═══ SUPPLIED ENTRIES ═══

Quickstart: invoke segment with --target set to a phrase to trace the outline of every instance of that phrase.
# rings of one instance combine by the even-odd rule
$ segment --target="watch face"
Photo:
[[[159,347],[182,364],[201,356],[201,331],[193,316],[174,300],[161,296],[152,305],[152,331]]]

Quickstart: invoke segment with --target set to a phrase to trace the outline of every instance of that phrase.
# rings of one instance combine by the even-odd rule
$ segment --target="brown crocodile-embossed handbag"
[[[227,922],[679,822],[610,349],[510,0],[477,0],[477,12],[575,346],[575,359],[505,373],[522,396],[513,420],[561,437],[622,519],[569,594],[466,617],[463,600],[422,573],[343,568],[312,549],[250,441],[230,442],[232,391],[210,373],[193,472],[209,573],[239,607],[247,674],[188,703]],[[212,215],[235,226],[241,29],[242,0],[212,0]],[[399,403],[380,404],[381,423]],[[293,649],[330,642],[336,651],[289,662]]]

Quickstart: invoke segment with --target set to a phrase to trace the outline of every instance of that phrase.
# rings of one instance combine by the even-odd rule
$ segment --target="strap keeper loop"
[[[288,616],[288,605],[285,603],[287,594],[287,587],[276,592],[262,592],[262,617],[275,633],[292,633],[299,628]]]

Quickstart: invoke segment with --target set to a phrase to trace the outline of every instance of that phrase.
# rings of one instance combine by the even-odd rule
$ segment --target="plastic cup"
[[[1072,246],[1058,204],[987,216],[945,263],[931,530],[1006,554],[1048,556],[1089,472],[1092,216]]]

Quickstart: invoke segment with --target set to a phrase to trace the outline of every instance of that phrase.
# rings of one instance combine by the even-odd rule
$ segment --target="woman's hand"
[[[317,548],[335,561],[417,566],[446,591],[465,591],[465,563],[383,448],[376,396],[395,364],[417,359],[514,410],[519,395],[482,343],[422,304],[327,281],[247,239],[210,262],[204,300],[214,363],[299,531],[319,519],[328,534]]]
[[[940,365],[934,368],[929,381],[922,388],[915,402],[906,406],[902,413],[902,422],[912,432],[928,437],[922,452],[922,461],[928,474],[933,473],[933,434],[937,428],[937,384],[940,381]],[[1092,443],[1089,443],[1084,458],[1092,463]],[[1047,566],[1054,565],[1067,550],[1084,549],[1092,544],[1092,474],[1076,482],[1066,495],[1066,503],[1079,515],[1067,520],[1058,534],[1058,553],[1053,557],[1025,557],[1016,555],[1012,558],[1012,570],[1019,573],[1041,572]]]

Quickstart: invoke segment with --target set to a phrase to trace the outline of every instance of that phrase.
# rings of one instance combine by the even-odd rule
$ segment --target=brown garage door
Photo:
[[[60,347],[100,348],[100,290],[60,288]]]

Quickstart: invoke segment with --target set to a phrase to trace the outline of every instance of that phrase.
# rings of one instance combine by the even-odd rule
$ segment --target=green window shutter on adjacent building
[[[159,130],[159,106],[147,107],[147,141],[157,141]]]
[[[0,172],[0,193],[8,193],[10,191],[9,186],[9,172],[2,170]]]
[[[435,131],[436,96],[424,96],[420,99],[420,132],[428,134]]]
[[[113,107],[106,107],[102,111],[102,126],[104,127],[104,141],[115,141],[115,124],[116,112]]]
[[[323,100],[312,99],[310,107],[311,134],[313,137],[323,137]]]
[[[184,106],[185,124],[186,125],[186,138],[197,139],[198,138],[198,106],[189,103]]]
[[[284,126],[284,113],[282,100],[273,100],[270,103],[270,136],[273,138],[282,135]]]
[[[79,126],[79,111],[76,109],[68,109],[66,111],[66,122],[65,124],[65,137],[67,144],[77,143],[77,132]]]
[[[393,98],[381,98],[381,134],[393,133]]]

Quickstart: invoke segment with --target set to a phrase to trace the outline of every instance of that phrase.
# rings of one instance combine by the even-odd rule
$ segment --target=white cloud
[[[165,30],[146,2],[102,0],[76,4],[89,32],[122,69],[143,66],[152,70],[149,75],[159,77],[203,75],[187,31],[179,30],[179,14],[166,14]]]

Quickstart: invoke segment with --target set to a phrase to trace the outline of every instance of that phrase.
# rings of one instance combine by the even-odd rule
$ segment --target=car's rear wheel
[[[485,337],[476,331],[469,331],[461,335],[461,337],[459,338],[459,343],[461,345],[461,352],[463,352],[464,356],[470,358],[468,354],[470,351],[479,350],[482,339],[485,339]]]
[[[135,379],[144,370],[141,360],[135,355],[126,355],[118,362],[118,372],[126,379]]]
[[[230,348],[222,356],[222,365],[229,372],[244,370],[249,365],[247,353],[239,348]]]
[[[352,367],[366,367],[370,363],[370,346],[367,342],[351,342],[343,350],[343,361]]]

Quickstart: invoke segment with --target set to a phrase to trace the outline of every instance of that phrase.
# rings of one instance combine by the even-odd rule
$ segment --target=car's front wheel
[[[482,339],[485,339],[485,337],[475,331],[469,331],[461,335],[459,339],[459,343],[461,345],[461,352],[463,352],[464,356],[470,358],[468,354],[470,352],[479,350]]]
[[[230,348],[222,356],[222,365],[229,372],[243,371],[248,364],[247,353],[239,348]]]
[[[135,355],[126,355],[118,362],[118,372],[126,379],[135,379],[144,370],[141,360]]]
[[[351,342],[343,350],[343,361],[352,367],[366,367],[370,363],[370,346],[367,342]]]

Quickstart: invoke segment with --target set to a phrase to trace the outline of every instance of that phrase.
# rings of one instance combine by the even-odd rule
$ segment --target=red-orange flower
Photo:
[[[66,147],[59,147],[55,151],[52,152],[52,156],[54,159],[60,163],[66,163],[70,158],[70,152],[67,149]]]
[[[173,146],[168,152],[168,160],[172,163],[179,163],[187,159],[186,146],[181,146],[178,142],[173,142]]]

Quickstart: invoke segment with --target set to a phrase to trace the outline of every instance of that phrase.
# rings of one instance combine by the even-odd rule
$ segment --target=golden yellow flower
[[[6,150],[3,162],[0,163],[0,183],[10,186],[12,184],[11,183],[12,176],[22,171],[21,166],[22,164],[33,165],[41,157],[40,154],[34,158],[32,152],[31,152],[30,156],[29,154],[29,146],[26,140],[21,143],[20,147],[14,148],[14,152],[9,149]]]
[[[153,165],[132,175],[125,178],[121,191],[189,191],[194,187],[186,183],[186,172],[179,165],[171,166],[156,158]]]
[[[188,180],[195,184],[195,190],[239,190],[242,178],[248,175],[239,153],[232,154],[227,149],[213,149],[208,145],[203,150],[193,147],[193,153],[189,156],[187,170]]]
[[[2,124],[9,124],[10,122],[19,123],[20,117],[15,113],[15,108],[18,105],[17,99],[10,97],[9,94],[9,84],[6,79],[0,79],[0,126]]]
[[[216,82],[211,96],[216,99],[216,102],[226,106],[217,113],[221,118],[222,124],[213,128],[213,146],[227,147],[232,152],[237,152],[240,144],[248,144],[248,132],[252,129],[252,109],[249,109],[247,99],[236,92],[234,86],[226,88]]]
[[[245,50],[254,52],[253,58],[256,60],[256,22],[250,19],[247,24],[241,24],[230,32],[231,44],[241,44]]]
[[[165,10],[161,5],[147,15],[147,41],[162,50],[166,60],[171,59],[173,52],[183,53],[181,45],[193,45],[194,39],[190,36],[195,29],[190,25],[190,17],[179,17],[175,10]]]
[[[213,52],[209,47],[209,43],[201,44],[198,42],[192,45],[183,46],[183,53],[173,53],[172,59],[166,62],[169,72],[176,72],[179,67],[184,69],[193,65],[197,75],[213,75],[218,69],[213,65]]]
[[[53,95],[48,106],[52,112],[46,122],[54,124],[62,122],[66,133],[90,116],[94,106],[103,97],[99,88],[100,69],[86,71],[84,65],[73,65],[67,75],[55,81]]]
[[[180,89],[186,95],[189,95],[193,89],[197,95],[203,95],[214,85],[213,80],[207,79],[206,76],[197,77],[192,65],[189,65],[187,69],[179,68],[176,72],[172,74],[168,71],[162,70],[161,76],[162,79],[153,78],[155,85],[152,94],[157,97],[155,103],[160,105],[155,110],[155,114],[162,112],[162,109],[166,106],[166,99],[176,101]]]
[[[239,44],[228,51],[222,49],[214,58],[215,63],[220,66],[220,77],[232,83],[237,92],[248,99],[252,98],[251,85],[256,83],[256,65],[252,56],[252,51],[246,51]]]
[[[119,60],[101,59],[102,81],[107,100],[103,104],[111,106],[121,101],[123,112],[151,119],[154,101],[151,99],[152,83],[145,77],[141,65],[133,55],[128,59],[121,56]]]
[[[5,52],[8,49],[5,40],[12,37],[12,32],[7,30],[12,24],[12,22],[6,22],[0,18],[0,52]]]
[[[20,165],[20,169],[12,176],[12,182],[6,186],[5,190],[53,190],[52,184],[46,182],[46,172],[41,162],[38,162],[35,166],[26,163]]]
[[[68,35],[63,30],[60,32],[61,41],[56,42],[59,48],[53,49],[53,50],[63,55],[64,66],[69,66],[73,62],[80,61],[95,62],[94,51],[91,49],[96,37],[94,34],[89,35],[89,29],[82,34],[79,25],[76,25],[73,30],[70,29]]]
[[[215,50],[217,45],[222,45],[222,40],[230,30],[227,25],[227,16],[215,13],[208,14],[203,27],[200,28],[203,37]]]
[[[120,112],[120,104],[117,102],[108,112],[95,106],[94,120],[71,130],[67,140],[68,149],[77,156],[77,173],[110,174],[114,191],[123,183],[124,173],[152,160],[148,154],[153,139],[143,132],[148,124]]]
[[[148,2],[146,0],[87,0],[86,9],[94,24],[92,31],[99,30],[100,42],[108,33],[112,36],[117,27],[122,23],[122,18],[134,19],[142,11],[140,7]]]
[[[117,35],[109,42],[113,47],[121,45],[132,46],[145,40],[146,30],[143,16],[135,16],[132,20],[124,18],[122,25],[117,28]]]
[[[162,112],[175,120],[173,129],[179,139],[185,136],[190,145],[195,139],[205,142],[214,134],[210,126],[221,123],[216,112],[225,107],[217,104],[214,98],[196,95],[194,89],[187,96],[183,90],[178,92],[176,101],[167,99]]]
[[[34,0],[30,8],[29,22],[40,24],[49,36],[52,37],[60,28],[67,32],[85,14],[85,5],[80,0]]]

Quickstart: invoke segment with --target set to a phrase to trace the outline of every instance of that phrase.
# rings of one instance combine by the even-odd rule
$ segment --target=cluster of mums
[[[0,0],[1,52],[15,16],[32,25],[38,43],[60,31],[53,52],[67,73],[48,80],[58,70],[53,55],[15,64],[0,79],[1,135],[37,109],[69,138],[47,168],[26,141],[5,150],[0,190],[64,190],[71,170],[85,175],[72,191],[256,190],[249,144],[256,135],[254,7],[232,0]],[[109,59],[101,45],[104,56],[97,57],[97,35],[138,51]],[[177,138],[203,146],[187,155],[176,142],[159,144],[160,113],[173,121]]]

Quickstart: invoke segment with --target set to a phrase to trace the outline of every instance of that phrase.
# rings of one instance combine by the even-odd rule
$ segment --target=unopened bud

═══

*GIVEN INSTRUCTION*. Show every line of the material above that contains the string "wheel", treating uppercase and lowercase as different.

*OUTPUT FOR THIS TASK*.
$ segment --target=car's rear wheel
$ segment --target=car's front wheel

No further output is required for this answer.